JOB> Reproduce the listing below verbatim, line for line, and omit the pictures from your copy.

RECORDS FOR PROCESSING>
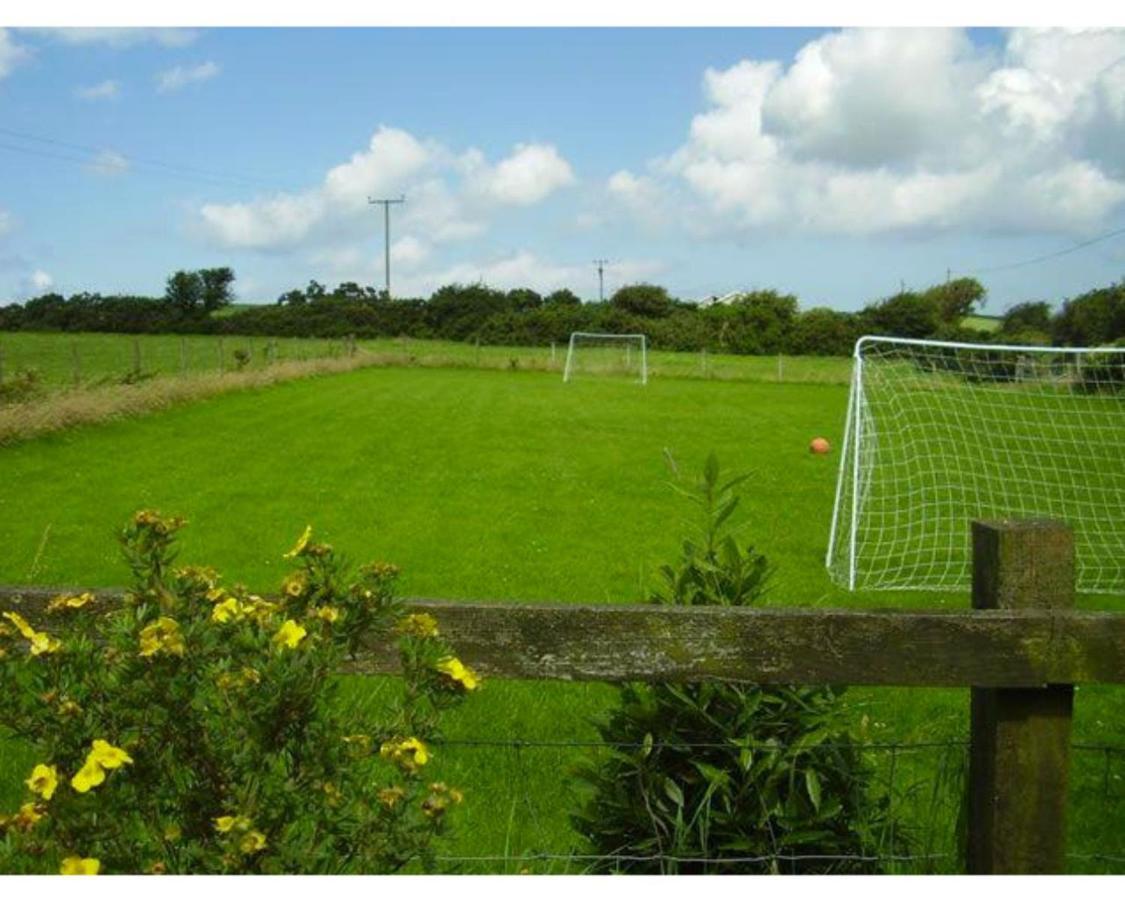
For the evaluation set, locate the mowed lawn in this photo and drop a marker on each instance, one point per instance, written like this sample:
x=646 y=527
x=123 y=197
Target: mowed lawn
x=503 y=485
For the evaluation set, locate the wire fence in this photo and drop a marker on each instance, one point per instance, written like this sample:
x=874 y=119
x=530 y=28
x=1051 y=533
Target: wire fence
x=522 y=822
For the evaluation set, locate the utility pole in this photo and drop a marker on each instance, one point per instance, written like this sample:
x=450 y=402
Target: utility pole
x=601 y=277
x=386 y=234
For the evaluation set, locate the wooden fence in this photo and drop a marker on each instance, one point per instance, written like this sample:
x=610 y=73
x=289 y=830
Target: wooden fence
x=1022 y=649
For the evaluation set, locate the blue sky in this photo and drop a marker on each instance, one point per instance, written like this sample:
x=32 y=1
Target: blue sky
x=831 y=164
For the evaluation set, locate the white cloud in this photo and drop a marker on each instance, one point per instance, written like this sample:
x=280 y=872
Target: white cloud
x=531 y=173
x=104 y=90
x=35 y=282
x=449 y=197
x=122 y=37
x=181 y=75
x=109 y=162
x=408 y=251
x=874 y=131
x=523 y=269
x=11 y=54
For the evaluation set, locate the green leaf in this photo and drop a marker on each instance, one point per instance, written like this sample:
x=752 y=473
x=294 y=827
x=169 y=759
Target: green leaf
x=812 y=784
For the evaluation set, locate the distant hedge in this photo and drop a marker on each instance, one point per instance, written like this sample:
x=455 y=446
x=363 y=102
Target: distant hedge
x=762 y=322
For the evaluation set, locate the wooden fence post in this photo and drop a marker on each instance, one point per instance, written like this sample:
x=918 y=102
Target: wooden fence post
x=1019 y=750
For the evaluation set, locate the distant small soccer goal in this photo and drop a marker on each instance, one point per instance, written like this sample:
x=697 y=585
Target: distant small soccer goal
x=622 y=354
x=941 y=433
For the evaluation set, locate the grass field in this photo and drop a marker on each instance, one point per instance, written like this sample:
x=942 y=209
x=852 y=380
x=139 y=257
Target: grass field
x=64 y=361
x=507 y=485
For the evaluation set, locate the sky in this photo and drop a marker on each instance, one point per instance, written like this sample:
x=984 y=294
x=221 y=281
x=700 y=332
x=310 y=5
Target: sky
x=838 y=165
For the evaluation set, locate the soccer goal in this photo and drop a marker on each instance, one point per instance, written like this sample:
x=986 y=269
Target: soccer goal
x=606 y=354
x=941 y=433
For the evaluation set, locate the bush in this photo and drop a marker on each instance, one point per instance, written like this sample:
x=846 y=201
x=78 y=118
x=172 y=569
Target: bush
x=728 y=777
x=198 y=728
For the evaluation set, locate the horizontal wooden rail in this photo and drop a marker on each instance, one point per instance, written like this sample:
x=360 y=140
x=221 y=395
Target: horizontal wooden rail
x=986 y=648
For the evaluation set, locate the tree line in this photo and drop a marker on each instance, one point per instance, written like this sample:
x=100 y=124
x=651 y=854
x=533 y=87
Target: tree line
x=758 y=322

ANSWER IN FULL>
For the evaluation set, locate the mowed lawn in this photo and drop a marker on each instance, one point per instance, written like this sample:
x=646 y=527
x=123 y=197
Target: mowed lawn
x=503 y=485
For the evaluation set, locate the wire fence in this photo and drop a marker on each instance, one point per instance, written like this sample:
x=874 y=119
x=530 y=28
x=1051 y=533
Target: wire fence
x=522 y=822
For the evaluation set, locate the utility pole in this photo and drop a marker on each instance, one point per instance, written like this sample:
x=450 y=402
Target: utility pole
x=601 y=277
x=386 y=234
For the evaluation set, locate the wooden fence in this photo and drop a marker on each instance, one point per instance, written like this sample:
x=610 y=73
x=289 y=830
Target: wooden fence
x=1022 y=649
For the evaluation set, locate the blue sky in this photo and drop a marker on each instance, one point per instance, written like this sample:
x=32 y=1
Target: blue sky
x=831 y=164
For the evaluation set, locate the white cloud in this photo and drop a marker on each instance, one point per instance, written like this sample:
x=280 y=872
Target: white cloud
x=531 y=173
x=104 y=90
x=35 y=282
x=449 y=197
x=122 y=37
x=181 y=75
x=109 y=162
x=408 y=251
x=874 y=131
x=523 y=269
x=11 y=54
For the evaluation set, locate the green leaf in this photo and drop a marker on each instance, one point per instance, written like this sample:
x=752 y=473
x=294 y=827
x=169 y=759
Target: green leaf
x=812 y=784
For the evaluation set, locate the distant hedge in this photo and drop a marker on each instance, one point per instance, written like this sample:
x=455 y=446
x=363 y=102
Target: distant hedge
x=762 y=322
For the evaluation set, locate the wooden fence post in this photo and drop a marker on each instance, one point per instance, written like this sample:
x=918 y=102
Target: wooden fence post
x=1019 y=750
For the evaluation set, locate the distant small soccer goal in this photo and drop a marker on each instance, one point per instance, written like this sample:
x=697 y=585
Target: distant small soccer goal
x=622 y=354
x=941 y=433
For the evaluation set, locate the grass field in this photo and drop a marker on each instance, one point per instance, written like this sample:
x=942 y=209
x=852 y=380
x=139 y=257
Target: grass field
x=64 y=361
x=507 y=485
For the evaluation set, locate the sky in this photo and drop a marker on each instance, one point per instance, written like this sample:
x=984 y=294
x=221 y=281
x=700 y=332
x=310 y=5
Target: sky
x=838 y=165
For the evaluation set, locate the soccer goal in this photo and drop a marker on each instance, one point per instance, written like this sample:
x=986 y=269
Target: soccer goal
x=606 y=354
x=941 y=433
For the evaluation set, locate the bush in this photo and drop a marker on each instance, one point per instance, written like this sample:
x=846 y=201
x=78 y=118
x=172 y=569
Target: bush
x=728 y=777
x=198 y=728
For the evaluation set, locate the horizontal wooden rail in this photo and drop a marker on each instance, one point per instance, written like this sample:
x=360 y=140
x=221 y=395
Target: horizontal wooden rail
x=986 y=648
For the evaluation set, locate the tree line in this photo and drop a marker on each instance, one point per instance, written like this sample:
x=100 y=124
x=651 y=854
x=533 y=87
Target: tree line
x=758 y=322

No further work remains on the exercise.